**Records for the task**

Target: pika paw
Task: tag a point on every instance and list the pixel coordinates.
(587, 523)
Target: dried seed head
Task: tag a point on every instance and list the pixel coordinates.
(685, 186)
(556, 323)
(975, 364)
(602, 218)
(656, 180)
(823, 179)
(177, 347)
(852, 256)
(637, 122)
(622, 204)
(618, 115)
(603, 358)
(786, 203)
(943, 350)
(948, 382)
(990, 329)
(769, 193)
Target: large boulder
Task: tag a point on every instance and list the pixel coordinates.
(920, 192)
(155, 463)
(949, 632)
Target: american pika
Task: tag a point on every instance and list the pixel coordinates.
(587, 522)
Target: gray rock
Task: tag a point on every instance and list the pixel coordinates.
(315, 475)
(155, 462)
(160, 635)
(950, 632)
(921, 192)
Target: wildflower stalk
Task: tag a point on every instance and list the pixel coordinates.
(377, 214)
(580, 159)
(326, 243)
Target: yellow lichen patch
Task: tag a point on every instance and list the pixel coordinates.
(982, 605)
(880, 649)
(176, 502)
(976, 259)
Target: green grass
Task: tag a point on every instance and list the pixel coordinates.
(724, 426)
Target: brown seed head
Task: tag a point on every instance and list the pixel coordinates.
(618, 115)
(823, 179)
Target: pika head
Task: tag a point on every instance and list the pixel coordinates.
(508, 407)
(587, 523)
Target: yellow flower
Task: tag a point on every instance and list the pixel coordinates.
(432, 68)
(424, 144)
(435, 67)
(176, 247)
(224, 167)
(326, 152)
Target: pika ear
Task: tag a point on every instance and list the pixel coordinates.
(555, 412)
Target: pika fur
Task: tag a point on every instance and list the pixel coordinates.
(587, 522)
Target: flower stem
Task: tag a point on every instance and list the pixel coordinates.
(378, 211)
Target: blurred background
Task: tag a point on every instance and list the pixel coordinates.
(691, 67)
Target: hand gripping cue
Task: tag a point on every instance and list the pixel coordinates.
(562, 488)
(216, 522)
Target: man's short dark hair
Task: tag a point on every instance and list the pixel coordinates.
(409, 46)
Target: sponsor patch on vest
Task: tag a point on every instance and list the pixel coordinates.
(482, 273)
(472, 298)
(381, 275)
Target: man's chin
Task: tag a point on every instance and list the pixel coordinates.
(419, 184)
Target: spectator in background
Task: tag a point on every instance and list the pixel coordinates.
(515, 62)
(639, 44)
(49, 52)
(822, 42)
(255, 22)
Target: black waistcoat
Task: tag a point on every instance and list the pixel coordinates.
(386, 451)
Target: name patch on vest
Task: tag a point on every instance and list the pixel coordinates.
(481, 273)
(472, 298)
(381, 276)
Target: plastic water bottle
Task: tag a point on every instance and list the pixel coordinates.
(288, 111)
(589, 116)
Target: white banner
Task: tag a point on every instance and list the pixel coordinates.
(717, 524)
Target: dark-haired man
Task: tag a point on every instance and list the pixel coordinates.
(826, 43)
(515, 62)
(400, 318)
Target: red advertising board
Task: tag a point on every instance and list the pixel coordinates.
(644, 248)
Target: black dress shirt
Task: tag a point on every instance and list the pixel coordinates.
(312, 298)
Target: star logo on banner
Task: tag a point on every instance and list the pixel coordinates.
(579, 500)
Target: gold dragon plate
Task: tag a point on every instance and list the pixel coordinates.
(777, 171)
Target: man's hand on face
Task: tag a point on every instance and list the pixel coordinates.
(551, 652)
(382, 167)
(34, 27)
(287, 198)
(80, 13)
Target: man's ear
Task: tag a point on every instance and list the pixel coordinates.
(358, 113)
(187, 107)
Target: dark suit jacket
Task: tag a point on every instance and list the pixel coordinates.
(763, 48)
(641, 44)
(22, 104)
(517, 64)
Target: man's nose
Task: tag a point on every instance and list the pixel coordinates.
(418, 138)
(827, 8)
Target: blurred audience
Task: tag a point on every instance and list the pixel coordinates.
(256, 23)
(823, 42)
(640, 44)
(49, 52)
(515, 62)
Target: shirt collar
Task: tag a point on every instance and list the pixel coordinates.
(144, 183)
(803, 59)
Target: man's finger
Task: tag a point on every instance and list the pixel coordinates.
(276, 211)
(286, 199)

**Exercise**
Return exactly what appears in the records from the line with "Target: shirt collar" through the final line, and nothing else.

**Answer space**
Target: shirt collar
Task: tag a point on every instance and list the pixel coordinates.
(144, 183)
(803, 59)
Target: man's finger
Task: tag a point on every instance and list the pixel coordinates.
(276, 211)
(286, 199)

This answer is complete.